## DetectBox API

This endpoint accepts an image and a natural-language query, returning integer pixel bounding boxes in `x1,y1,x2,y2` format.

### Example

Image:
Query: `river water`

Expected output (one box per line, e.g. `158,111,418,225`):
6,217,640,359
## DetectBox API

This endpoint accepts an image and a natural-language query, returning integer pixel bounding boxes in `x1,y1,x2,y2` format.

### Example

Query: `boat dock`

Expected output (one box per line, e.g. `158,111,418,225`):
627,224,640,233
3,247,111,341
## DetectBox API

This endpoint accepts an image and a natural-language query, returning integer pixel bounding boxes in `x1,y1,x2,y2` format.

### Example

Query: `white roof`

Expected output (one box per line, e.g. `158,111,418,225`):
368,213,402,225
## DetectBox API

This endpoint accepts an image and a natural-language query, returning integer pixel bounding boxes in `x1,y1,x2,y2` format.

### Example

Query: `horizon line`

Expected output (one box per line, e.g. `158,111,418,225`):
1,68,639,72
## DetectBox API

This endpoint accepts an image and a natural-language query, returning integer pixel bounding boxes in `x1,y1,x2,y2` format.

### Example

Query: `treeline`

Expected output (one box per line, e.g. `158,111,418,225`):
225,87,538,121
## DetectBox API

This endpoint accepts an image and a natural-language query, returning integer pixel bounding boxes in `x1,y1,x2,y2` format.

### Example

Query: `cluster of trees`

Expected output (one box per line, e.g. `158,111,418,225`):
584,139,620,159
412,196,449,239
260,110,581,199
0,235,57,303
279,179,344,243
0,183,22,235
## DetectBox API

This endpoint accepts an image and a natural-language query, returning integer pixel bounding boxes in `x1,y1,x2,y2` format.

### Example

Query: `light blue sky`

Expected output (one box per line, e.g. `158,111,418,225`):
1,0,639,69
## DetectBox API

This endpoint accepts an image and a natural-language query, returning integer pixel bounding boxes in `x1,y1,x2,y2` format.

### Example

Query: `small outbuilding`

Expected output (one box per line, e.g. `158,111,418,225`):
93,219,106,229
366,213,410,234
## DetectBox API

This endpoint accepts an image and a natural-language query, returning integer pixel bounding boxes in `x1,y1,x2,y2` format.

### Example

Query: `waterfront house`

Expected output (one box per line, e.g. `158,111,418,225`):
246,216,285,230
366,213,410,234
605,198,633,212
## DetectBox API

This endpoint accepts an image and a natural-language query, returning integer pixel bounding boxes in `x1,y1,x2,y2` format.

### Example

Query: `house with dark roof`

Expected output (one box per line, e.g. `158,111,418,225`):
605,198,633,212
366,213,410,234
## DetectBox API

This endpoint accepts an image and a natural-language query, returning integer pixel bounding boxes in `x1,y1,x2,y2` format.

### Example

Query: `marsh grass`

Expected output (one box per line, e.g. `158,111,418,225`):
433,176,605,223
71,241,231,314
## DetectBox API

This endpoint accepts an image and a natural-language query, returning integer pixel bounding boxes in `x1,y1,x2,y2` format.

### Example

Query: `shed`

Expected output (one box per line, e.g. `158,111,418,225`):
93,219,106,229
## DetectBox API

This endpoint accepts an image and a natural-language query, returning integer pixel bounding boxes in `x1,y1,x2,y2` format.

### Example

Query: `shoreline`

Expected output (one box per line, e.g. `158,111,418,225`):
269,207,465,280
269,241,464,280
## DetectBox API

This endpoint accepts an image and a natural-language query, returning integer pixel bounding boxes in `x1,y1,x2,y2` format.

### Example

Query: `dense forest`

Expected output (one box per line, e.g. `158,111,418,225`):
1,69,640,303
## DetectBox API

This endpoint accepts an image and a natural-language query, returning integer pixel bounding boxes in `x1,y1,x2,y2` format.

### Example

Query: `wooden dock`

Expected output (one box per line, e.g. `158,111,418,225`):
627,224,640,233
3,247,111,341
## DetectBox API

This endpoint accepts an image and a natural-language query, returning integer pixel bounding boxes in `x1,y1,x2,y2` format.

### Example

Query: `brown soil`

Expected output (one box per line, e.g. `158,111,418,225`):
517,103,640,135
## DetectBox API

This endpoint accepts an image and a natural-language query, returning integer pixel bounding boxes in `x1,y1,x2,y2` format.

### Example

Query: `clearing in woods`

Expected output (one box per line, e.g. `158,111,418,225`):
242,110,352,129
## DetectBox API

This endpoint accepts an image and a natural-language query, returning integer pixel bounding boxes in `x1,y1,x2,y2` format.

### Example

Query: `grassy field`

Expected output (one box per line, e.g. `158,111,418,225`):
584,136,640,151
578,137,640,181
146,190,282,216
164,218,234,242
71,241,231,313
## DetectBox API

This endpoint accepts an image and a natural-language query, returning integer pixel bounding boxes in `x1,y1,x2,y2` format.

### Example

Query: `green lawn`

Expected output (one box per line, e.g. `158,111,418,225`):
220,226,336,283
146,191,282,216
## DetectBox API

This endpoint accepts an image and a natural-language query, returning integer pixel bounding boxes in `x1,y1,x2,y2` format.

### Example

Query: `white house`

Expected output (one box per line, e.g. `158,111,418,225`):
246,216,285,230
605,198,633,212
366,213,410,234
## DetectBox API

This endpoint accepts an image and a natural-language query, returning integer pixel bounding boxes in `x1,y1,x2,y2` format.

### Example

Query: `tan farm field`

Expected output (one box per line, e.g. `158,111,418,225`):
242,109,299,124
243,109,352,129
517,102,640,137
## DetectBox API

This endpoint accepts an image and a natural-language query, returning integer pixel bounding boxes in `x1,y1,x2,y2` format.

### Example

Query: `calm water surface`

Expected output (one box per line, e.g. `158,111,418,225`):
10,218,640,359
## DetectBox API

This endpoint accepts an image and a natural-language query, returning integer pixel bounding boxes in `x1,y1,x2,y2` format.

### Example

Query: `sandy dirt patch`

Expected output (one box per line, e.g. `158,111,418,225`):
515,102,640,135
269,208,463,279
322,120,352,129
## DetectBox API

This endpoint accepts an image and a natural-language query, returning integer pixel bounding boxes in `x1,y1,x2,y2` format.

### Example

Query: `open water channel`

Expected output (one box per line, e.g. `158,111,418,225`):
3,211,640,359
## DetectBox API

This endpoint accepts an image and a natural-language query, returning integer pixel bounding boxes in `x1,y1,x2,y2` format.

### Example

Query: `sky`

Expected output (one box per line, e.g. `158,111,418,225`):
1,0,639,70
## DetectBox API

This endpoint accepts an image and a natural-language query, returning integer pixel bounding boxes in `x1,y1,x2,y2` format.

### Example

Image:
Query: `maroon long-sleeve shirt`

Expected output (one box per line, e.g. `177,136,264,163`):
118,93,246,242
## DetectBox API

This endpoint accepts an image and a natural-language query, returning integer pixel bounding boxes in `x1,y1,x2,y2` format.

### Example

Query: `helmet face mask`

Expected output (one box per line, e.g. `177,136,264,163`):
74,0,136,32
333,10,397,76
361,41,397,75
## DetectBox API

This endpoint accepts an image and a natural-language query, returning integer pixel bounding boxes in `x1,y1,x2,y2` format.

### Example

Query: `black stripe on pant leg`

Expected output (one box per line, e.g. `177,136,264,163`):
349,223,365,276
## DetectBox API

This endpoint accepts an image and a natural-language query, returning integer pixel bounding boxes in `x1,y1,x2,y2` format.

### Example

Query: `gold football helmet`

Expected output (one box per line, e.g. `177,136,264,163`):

_ _ _ _

Brief =>
The full data must appear again, retyped in every detail.

Solution for this task =>
## DetectBox API

This endpoint accepts an image and a natural-language query, returning integer pixel bounding boxes in `x1,y1,x2,y2` format.

### Example

Image:
Query: `river water`

Expected output (one box per line, e.g. `158,111,418,225`):
6,217,640,359
## DetectBox API

This endpoint accepts an image and a natural-language query, returning integer pixel bounding boxes in `x1,y1,x2,y2` format.

### Example

Query: `boat dock`

Expected output (one box per line, e.g. `158,111,418,225`):
627,224,640,233
3,247,111,341
## DetectBox API

This endpoint accepts an image and a natural-language query, returning integer pixel bounding boxes in `x1,y1,x2,y2` format.

### Example

Query: `white roof`

Expected output (one box per line, e.g. `158,111,418,225`):
368,213,402,225
## DetectBox API

This endpoint accepts an image and a natural-language query, returning integer pixel bounding boxes in `x1,y1,x2,y2` format.

### Example

Query: `horizon line`

Expected output (one box per line, e.g. `158,111,418,225`):
1,68,639,72
## DetectBox API

This endpoint accepts an image and a natural-language query, returning integer pixel bounding boxes in `x1,y1,x2,y2` format.

### Example

Query: `treeline`

Expected output (one box per line, e.g. `158,111,418,225`):
225,87,538,121
## DetectBox API

This endpoint accepts an image and a natural-language query, returning integer pixel bounding boxes in `x1,y1,x2,y2` format.

### Example

Query: `cluster of trees`

Expected output (one box per line, e.g. `158,111,418,225`):
584,139,620,159
412,196,449,239
260,110,581,199
0,235,57,303
279,179,344,243
0,183,22,235
## DetectBox API

This endpoint accepts an image and a natural-language query, returning integer pixel bounding boxes in `x1,y1,x2,y2` format.

### Example

Query: `light blue sky`

Expected output (one box per line, e.g. `158,111,418,225`):
1,0,639,69
## DetectBox API

This endpoint accepts an image and a natural-language query, returning integer pixel bounding boxes in `x1,y1,x2,y2` format.

### Example

Query: `small outbuilding`

Expected output (one box per line, e.g. `158,111,418,225`):
93,219,106,229
366,213,410,234
## DetectBox API

This endpoint accepts an image and a natural-language query, returning integer pixel bounding boxes in `x1,y1,x2,y2` format.

### Example

Query: `waterfront house`

Expected output (one box per line, e.g. `158,111,418,225`):
246,216,285,230
366,213,410,234
605,198,633,212
## DetectBox API

This endpoint accepts an image and a natural-language query, returning integer pixel bounding boxes in `x1,y1,x2,y2` format.

### Example

Query: `house with dark roof`

Expected output (one box per line, e.g. `158,111,418,225`):
605,198,633,212
366,213,410,234
## DetectBox API

This endpoint accepts an image and a natural-language query, returning integer pixel bounding boxes in `x1,y1,x2,y2` format.

### Example

Query: `marsh grass`

Expected output (one box per line, e.g. `158,111,418,225`):
433,176,605,223
71,241,231,314
## DetectBox API

This endpoint accepts an image and a natural-language query, returning integer pixel bounding boxes in `x1,y1,x2,y2` format.

### Example

Query: `shed`

Expected output (one box per line, e.g. `158,111,418,225`):
93,219,106,229
## DetectBox API

This endpoint accepts an image and a natural-language query, returning integer pixel bounding boxes in `x1,y1,x2,y2` format.

### Example

Query: `shoreline`

Expected output (one box per line, e.g. `158,111,418,225`):
269,207,465,280
269,241,464,280
## DetectBox API

This endpoint accepts an image and a natural-language query, returning integer pixel bounding boxes in `x1,y1,x2,y2` format.

### Example

Query: `dense forest`

Expected output (one box per line, e.g. `158,111,418,225`):
1,69,640,303
## DetectBox API

This endpoint accepts an image and a natural-language query, returning integer pixel bounding boxes in `x1,y1,x2,y2` format.

### Example

Query: `wooden dock`

Expected output (one box per line, e.g. `158,111,418,225`):
627,224,640,233
3,247,111,341
## DetectBox API

This endpoint accepts an image and a natural-language query, returning integer pixel bounding boxes in `x1,y1,x2,y2` format.

### Example

Query: `brown soil`

Expected output (one box per line, e.g. `158,111,418,225`):
517,103,640,135
## DetectBox API

This endpoint accepts an image and a natural-language query, returning integer pixel bounding boxes in `x1,y1,x2,y2` format.

### Example

Query: `clearing in woods`

Expected output (one box per line, e.g. `158,111,418,225`):
242,110,352,129
## DetectBox API

This endpoint accepts an image and a natural-language query, returning integer pixel bounding boxes in `x1,y1,x2,y2` format.

### Example

Query: `grassy field`

Expected output (one box per line, e.g. `158,111,418,225`):
584,136,640,151
578,137,640,181
146,190,282,216
164,218,234,242
71,241,231,313
## DetectBox API

This endpoint accepts an image and a natural-language query, returning integer pixel bounding boxes in `x1,y1,x2,y2` format.

### Example

Query: `green lawn`

Expected output (one box per line, e.g. `158,111,418,225`):
220,226,336,283
146,191,282,216
## DetectBox API

This endpoint accepts an image and a natural-language query, returning integer pixel bounding boxes in `x1,y1,x2,y2` format.

### Example

Query: `white house`

Expected output (one box per line, e.g. `158,111,418,225`):
246,216,285,230
605,198,633,212
366,213,410,234
## DetectBox API

This endpoint accepts an image and a natural-language query, returning integer pixel bounding boxes in `x1,y1,x2,y2` format.

### Example

Query: `tan farm field`

Expected output (one box per line, e.g. `158,111,418,225`):
242,109,299,124
243,109,352,129
517,102,640,137
## DetectBox API

This endpoint accepts an image and a natural-language query, returning integer pixel bounding boxes in `x1,y1,x2,y2` format.

### Example

Query: `calm water surface`

Expected output (one box per line, e.g. `158,111,418,225`):
10,218,640,359
## DetectBox API

This endpoint accepts an image and a natural-language query, returning integer pixel bounding boxes in `x1,y1,x2,y2` format.

### Example

Query: `sandy dirt patch`

Expected output (one box per line, e.g. `158,111,418,225`):
515,102,640,135
269,208,463,279
322,120,352,129
## DetectBox API

This endpoint accepts an image and a natural-language query, returning integer pixel bounding boxes in `x1,y1,x2,y2` format.

### Example

Query: `open water channel`

Expected output (one box per line, e.g. `158,111,418,225`):
3,211,640,359
## DetectBox API

This endpoint accepts an image and a natural-language query, returning integer pixel bounding boxes in `x1,y1,x2,y2` format.

### Example

Query: `sky`

Expected output (one box per line, e.g. `158,111,418,225`):
1,0,639,70
## DetectBox API

This endpoint accepts an image and a natural-language query, returning integer pixel bounding boxes in `x1,y1,x2,y2` format.

### Example

Image:
Query: `maroon long-sleeve shirt`

Expected output (one box per line, e.g. `177,136,264,163`):
118,93,246,242
## DetectBox API

This endpoint accepts an image and a natural-language query, returning integer pixel bounding boxes in `x1,y1,x2,y2` format.

### Example

Query: `helmet face mask`

Expected output (one box per line, e.g. `177,136,264,163`):
74,0,136,32
333,10,397,76
361,41,397,75
## DetectBox API

This endpoint accepts an image and a natural-language query, returning integer pixel bounding boxes in `x1,y1,x2,y2` format.

### Example

Query: `black stripe on pant leg`

Expected output (one box per line, e.g. `177,136,264,163`):
349,223,365,276
## DetectBox API

This endpoint accepts an image and a natural-language query, returning integer pixel bounding boxes in `x1,y1,x2,y2` format.

### Example

Query: `gold football helmet`

Expected output (one box per line, e.g. `177,136,264,163`):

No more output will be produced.